### 原文抜粋
★ ★ ★
本発明によって、産業上有用な化合物であり溶状品質が良いピロリドンカルボン酸亜鉛2水和物を収率良く簡便に製造する方法が提供される。
以下、本発明を詳細に説明する。
本発明のピロリドンカルボン酸亜鉛2水和物を製造する方法は、以下の[第二工程]を必須に有し、好ましくは、[第一工程]および[第二工程]の両方を有する。
[第一工程]原料としてのグルタミン酸塩を水媒体中で塩基と共に加熱してピロリドンカルボン酸塩を得る工程。
[第二工程]ピロリドンカルボン酸塩を原料として含有する水媒体に亜鉛塩を添加し、得られる結晶をpH2.8〜4.2(25℃換算値)で水媒体から分離することを特徴とするピロリドンカルボン酸亜鉛2水和物を得る工程。
以下順次各工程の説明をする。
[第一工程]原料としてのグルタミン酸塩を水媒体中で塩基と共に加熱してピロリドンカルボン酸塩を得る工程。
[第二工程]ピロリドンカルボン酸塩を原料として含有する水媒体に亜鉛塩を添加し、得られる結晶をpH2.8〜4.2(25℃換算値)で水媒体から分離することを特徴とするピロリドンカルボン酸亜鉛2水和物を得る工程。
以下順次各工程の説明をする。
本発明の製法が任意的に有する第一工程は、特許文献4に開示されているように、グルタミン酸塩を高温高圧条件下で反応せしめる等の常法を採ることができる。収率を高くし、得られるピロリドンカルボン酸塩の光学純度を高くするという観点では、熱履歴の少ない製造方法を選択することが好ましい。
第一工程で使用される反応の態様としては、熱履歴が少ない点から、加圧加熱下にてフロー方式で環化させる態様が好ましい。オートクレーブ等を使用するバッチ方式を選択する場合は、グルタミン酸塩の塩基性水媒体中の熱反応等といった、熱履歴の少ない態様を選択することが好ましい。反応器の素材、形状についても特に制限されなず、反応器にかかる圧力、温度に耐え得るステンレス鋼等といった素材であれば良く、圧力変動を吸収するのに適した内部容積、壁の厚み、口径を有していればよい。
第一工程の原料であるグルタミン酸塩のグルタミン酸の光学純度については、通常100%〜50%である。光学純度の高いピロリドンカルボン酸亜鉛を得るという観点では、グルタミン酸の光学純度は100%〜60%が好ましく、100%〜70%がより好ましく、100%〜80%が更に好ましく、100%〜90%が特に好ましい。ここで光学純度は、L体およびD体の存在割合の差で表現され、例えば、光学純度70%という場合、L体85%とD体15%とが存在することを意味する。
第一工程の原料であるグルタミン酸塩のグルタミン酸の製造方法は、特に制限はなく、例えば微生物発酵法が挙げられ、通常、さとうきび、とうもろこし、キャッサバなどを原料とした糖蜜などを糖源とし、これに無機窒素源などを加えた培地中で微生物を培養してグルタミン酸を蓄積させ、これを中和、分離、精製して結晶化する製法で得ることができる。
★ ★ ★
### 記録一覧
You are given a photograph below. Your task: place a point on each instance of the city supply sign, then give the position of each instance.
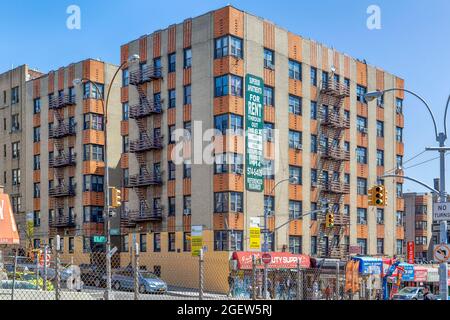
(254, 124)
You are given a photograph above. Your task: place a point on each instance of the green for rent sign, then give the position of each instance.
(254, 124)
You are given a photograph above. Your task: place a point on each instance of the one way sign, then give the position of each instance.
(441, 212)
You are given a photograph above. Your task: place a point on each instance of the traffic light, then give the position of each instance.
(330, 220)
(377, 196)
(116, 198)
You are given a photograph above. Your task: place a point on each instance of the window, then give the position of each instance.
(93, 91)
(172, 99)
(15, 95)
(313, 143)
(295, 140)
(37, 162)
(187, 95)
(171, 242)
(295, 105)
(313, 245)
(295, 244)
(15, 177)
(93, 121)
(187, 211)
(93, 183)
(37, 190)
(380, 216)
(295, 209)
(15, 146)
(172, 62)
(362, 243)
(380, 129)
(362, 186)
(268, 169)
(172, 207)
(399, 218)
(325, 77)
(187, 58)
(313, 110)
(269, 99)
(187, 171)
(314, 76)
(295, 173)
(125, 111)
(36, 134)
(295, 70)
(15, 123)
(269, 59)
(37, 105)
(125, 144)
(362, 216)
(268, 132)
(157, 242)
(93, 152)
(228, 45)
(380, 246)
(36, 219)
(399, 245)
(380, 158)
(361, 155)
(93, 214)
(360, 93)
(399, 190)
(399, 105)
(172, 170)
(399, 134)
(361, 124)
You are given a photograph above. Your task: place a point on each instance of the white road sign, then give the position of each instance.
(441, 212)
(441, 253)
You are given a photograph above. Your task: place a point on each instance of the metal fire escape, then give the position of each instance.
(147, 142)
(331, 164)
(61, 160)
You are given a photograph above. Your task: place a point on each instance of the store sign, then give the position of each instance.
(196, 240)
(410, 253)
(279, 260)
(441, 212)
(254, 124)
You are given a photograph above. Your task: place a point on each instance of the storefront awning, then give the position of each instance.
(369, 265)
(280, 260)
(8, 227)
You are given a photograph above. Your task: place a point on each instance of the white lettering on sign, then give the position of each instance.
(441, 211)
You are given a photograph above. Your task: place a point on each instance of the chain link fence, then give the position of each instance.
(144, 276)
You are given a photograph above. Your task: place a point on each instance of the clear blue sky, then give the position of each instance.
(413, 42)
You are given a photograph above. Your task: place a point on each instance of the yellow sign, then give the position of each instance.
(196, 240)
(255, 239)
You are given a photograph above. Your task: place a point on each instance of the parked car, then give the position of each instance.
(93, 275)
(409, 293)
(148, 282)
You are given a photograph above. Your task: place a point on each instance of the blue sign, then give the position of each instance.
(409, 272)
(368, 265)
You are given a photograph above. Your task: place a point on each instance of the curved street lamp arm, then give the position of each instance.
(445, 115)
(411, 179)
(424, 102)
(110, 87)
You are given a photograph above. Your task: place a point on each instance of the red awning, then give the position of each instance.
(280, 260)
(8, 227)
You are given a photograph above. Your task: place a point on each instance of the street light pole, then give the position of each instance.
(441, 138)
(266, 234)
(105, 103)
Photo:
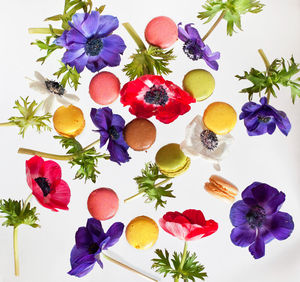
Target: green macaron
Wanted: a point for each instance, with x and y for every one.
(199, 83)
(171, 161)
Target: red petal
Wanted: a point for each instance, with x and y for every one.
(51, 171)
(195, 217)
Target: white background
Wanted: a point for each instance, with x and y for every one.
(44, 253)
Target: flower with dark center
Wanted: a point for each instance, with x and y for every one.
(209, 139)
(261, 119)
(44, 179)
(195, 48)
(151, 95)
(257, 218)
(90, 242)
(110, 126)
(90, 42)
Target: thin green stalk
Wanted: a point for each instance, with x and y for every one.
(182, 261)
(127, 267)
(135, 36)
(267, 64)
(140, 193)
(43, 30)
(214, 25)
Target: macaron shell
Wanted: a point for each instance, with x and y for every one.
(140, 134)
(68, 121)
(199, 83)
(142, 232)
(103, 203)
(162, 32)
(104, 88)
(220, 118)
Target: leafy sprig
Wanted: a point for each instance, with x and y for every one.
(279, 73)
(149, 61)
(150, 189)
(16, 213)
(231, 11)
(86, 159)
(191, 268)
(28, 116)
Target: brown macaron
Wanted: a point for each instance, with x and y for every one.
(140, 134)
(221, 188)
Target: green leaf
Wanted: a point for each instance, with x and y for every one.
(232, 11)
(28, 116)
(148, 187)
(16, 214)
(150, 61)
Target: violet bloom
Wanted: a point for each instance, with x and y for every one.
(90, 241)
(195, 48)
(257, 218)
(90, 43)
(111, 129)
(260, 119)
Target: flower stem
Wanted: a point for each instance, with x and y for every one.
(135, 36)
(44, 31)
(176, 279)
(45, 155)
(267, 64)
(127, 267)
(214, 25)
(140, 193)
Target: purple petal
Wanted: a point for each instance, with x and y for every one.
(114, 43)
(243, 235)
(114, 233)
(257, 249)
(238, 213)
(83, 238)
(281, 225)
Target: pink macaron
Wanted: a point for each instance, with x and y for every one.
(103, 203)
(104, 88)
(162, 32)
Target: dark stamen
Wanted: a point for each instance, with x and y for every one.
(93, 46)
(54, 87)
(44, 185)
(209, 139)
(157, 95)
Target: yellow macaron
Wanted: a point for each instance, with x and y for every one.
(220, 118)
(142, 232)
(68, 121)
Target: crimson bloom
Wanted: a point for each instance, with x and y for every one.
(44, 179)
(189, 225)
(151, 95)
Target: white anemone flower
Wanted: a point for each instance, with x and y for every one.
(53, 90)
(201, 142)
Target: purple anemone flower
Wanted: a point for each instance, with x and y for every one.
(195, 48)
(111, 129)
(257, 218)
(90, 242)
(260, 119)
(90, 43)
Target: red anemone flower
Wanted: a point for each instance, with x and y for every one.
(189, 225)
(151, 95)
(44, 179)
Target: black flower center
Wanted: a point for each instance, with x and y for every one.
(93, 46)
(44, 185)
(113, 133)
(93, 248)
(256, 217)
(263, 119)
(55, 87)
(192, 50)
(209, 139)
(157, 95)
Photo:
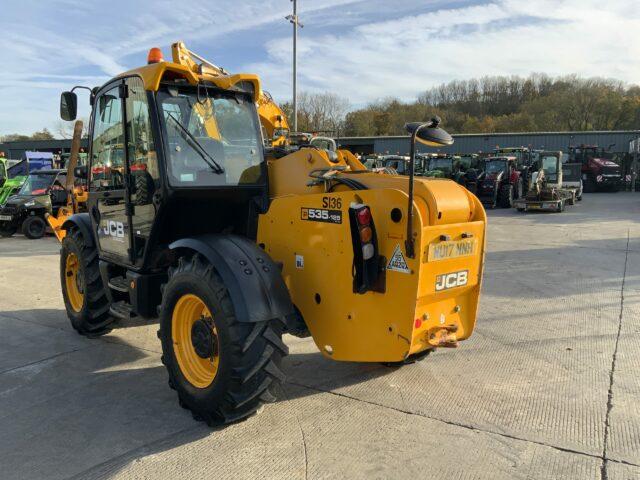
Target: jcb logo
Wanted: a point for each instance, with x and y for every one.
(451, 280)
(113, 229)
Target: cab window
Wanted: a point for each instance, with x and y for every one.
(107, 165)
(213, 137)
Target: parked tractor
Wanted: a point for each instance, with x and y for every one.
(460, 169)
(239, 244)
(400, 164)
(572, 178)
(525, 161)
(41, 194)
(548, 193)
(500, 182)
(10, 182)
(598, 173)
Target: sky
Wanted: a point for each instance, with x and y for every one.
(364, 50)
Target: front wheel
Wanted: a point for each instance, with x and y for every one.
(222, 369)
(7, 230)
(34, 227)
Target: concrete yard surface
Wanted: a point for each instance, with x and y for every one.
(548, 387)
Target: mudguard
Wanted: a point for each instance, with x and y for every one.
(83, 222)
(255, 284)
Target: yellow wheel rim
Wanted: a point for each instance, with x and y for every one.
(195, 341)
(74, 281)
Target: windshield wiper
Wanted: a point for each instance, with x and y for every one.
(197, 146)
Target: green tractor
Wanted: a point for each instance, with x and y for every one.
(462, 169)
(9, 184)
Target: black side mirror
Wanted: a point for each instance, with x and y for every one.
(68, 106)
(430, 133)
(80, 172)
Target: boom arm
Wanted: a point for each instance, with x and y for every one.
(273, 119)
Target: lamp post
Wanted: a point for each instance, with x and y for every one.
(295, 21)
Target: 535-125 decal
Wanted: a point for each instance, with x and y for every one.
(321, 215)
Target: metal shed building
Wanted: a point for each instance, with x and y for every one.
(15, 150)
(478, 142)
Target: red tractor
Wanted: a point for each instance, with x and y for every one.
(598, 173)
(500, 182)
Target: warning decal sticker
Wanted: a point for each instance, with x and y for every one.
(397, 262)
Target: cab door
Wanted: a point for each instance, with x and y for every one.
(109, 203)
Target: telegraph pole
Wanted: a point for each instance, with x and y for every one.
(295, 21)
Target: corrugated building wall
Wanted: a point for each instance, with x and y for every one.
(473, 143)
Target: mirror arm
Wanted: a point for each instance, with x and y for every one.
(409, 243)
(91, 92)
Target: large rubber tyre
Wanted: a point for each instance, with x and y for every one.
(247, 356)
(34, 227)
(90, 314)
(7, 231)
(505, 196)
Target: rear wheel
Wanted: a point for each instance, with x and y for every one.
(223, 370)
(34, 227)
(84, 297)
(505, 196)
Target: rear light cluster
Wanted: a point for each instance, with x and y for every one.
(363, 215)
(368, 266)
(138, 167)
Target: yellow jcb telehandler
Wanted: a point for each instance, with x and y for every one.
(233, 244)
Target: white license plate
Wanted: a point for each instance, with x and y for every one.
(451, 249)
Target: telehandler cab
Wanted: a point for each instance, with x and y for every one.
(237, 244)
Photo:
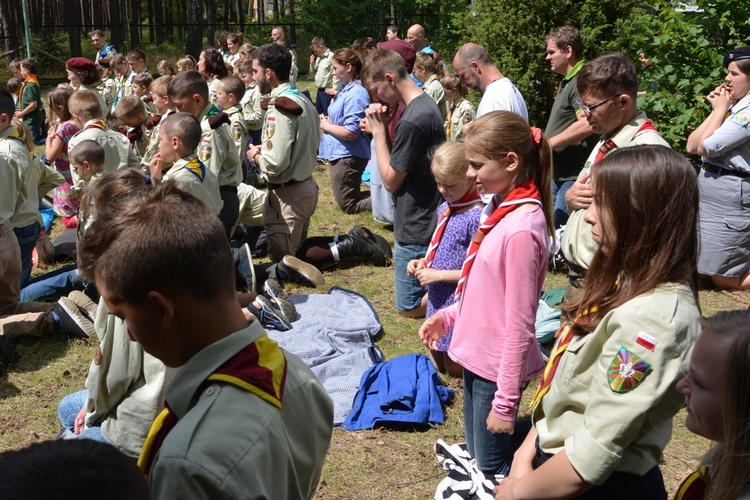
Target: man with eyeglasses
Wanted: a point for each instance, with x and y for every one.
(475, 68)
(608, 87)
(569, 132)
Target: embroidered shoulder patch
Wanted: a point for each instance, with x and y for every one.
(626, 371)
(205, 149)
(741, 118)
(270, 126)
(236, 131)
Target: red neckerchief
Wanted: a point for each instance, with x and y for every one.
(470, 198)
(260, 368)
(525, 193)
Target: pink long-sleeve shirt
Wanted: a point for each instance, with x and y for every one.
(493, 324)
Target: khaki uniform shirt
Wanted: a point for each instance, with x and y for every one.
(251, 107)
(192, 176)
(8, 190)
(289, 144)
(153, 143)
(230, 443)
(217, 150)
(324, 70)
(26, 196)
(601, 429)
(126, 385)
(117, 151)
(238, 128)
(578, 245)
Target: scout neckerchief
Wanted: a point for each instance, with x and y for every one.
(260, 368)
(609, 145)
(99, 123)
(525, 193)
(470, 198)
(694, 486)
(196, 167)
(563, 341)
(449, 127)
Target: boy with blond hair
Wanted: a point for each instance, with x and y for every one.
(86, 113)
(230, 94)
(164, 107)
(179, 135)
(141, 84)
(189, 92)
(133, 114)
(405, 168)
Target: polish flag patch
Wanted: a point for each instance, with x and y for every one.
(647, 341)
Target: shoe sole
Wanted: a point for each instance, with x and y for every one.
(73, 311)
(84, 302)
(310, 272)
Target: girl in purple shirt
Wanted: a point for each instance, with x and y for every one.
(458, 220)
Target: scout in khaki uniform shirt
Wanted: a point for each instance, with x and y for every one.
(189, 92)
(229, 96)
(84, 107)
(179, 135)
(603, 413)
(610, 108)
(287, 156)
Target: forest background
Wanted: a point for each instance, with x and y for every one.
(685, 42)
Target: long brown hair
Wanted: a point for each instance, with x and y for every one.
(730, 459)
(498, 133)
(650, 197)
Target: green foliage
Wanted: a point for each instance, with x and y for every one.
(514, 33)
(687, 55)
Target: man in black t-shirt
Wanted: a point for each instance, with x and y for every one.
(405, 168)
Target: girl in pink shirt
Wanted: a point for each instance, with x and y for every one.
(500, 284)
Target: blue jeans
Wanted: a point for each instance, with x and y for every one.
(493, 452)
(52, 285)
(560, 213)
(409, 292)
(27, 237)
(69, 408)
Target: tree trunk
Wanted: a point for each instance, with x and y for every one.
(210, 23)
(115, 22)
(194, 39)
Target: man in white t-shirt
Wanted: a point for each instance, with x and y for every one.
(475, 68)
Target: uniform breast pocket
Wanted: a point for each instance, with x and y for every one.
(569, 365)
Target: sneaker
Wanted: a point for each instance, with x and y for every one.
(75, 322)
(245, 267)
(84, 302)
(295, 270)
(275, 290)
(269, 315)
(279, 298)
★ ★ ★
### 課題 1
ピロリドンカルボン酸亜鉛の製法の文章から、「以下、本発明を詳細に説明する。」から「法を選択することが好ましい。」までをそのまま書き写してください。
### 課題 2
ピロリドンカルボン酸亜鉛の製法の文章を、最後の文の次から引き継いで書き進めてください。

### 課題の回答 1
以下、本発明を詳細に説明する。
本発明のピロリドンカルボン酸亜鉛2水和物を製造する方法は、以下の[第二工程]を必須に有し、好ましくは、[第一工程]および[第二工程]の両方を有する。
[第一工程]原料としてのグルタミン酸塩を水媒体中で塩基と共に加熱してピロリドンカルボン酸塩を得る工程。
[第二工程]ピロリドンカルボン酸塩を原料として含有する水媒体に亜鉛塩を添加し、得られる結晶をpH2.8〜4.2(25℃換算値)で水媒体から分離することを特徴とするピロリドンカルボン酸亜鉛2水和物を得る工程。
以下順次各工程の説明をする。
[第一工程]原料としてのグルタミン酸塩を水媒体中で塩基と共に加熱してピロリドンカルボン酸塩を得る工程。
[第二工程]ピロリドンカルボン酸塩を原料として含有する水媒体に亜鉛塩を添加し、得られる結晶をpH2.8〜4.2(25℃換算値)で水媒体から分離することを特徴とするピロリドンカルボン酸亜鉛2水和物を得る工程。
以下順次各工程の説明をする。
本発明の製法が任意的に有する第一工程は、特許文献4に開示されているように、グルタミン酸塩を高温高圧条件下で反応せしめる等の常法を採ることができる。収率を高くし、得られるピロリドンカルボン酸塩の光学純度を高くするという観点では、熱履歴の少ない製造方法を選択することが好ましい。

### 課題の回答 2
第一工程の原料であるグルタミン酸塩の塩の種類については、亜鉛塩以外であれば特に限定は無く、具体的には、ナトリウム塩、カリウム塩等のアルカリ金属塩、カルシウム塩、マグネシウム塩等のアルカリ土類金属塩、エタノールアミン塩、ジエタノールアミン塩等の有機塩基塩、リジン塩、アルギニン塩等の塩基性アミノ酸塩、等が挙げられる。これらは一種あるいは二種以上を混合物であっても良い。
第一工程で用いる水媒体は、主溶媒は水であり、共溶媒を含んでいてもよい。共溶媒は反応条件下基質と反応しない溶媒であれば特に制限されず、具体的にはメタノール、エタノール、t−ブタノール、プロピレングリコール等のアルコール;アセトン、メチルエチルケトン等のケトン類、等が挙げられる。これらは一種あるいは二種以上を混合して使用しても良い。反応系の簡素化という観点では、共溶媒は極力少ない方が好ましく、水のみが最も好ましい。水は、反応を阻害しないものであれば特に制限はなく、具体的には市水、工業用水、イオン交換水、蒸留水等が挙げられる。反応系の簡素化という観点では、不純物量が少ない水が好ましく、イオン交換水や蒸留水がより好ましい。
第一工程の塩基については、ピロリドンカルボン酸塩への環化反応が進行するような塩基であれば特に制限はなく、具体的には水酸化ナトリウム、水酸化カリウム等の金属水酸化物;エタノールアミン、ジエタノールアミン、トリエタノールアミン等の有機塩基;リジン、アルギニン、オルニチン等の塩基性アミノ酸、等が挙げられる。これらは一種あるいは二種以上を混合して使用しても良い。次工程で亜鉛塩との塩交換反応が進行し易いという観点で、水酸化ナトリウム、水酸化カリウムが好ましい。
第一工程のpHについては、環化反応が進行すれば特に制限は無いが、通常pH6.0〜12.0であり、ラセミ化を防止或は軽減させるという観点からは、pH6.0〜9.0が好ましく、pH6.0〜8.0がより好ましく、pH6.0〜7.0が更に好ましい。
第一工程の反応温度については、反応が進行すれば特に制限はないが、通常、80〜300℃である。80℃より低温では反応が著しく遅くなり、300℃より高温ではラセミ化反応が進行してしまう。ラセミ化を伴わず安定的に反応が進行するという観点で、100〜270℃が好ましく、150〜250℃がより好ましく、170℃〜220℃が特に好ましい。
第一工程の圧力については、適用する反応温度における水の蒸気圧よりも高く、反応が進行すれば特に制限はないが、通常0.1MPa〜25MPaの範囲である。ラセミ化を防止する観点からは、0.5〜20MPaが好ましく、0.5〜15MPaがより好ましく、0.5〜10MPaが更に好ましい。
第一工程の反応濃度については、反応が進行すれば特に制限はないが、通常ピロリドンカルボン酸フリー体として25〜75wt%である。25wt%より低濃度では製造効率や結晶の回収率が低く、逆に75wt%より高濃度では反応系の粘度が著しく上昇して操作性が悪くなる。安定的に高収率でピロリドンカルボン酸塩が得られるという観点から、30〜70wt%が好ましく、40〜60wt%がより好ましく、45〜55wt%が特に好ましい。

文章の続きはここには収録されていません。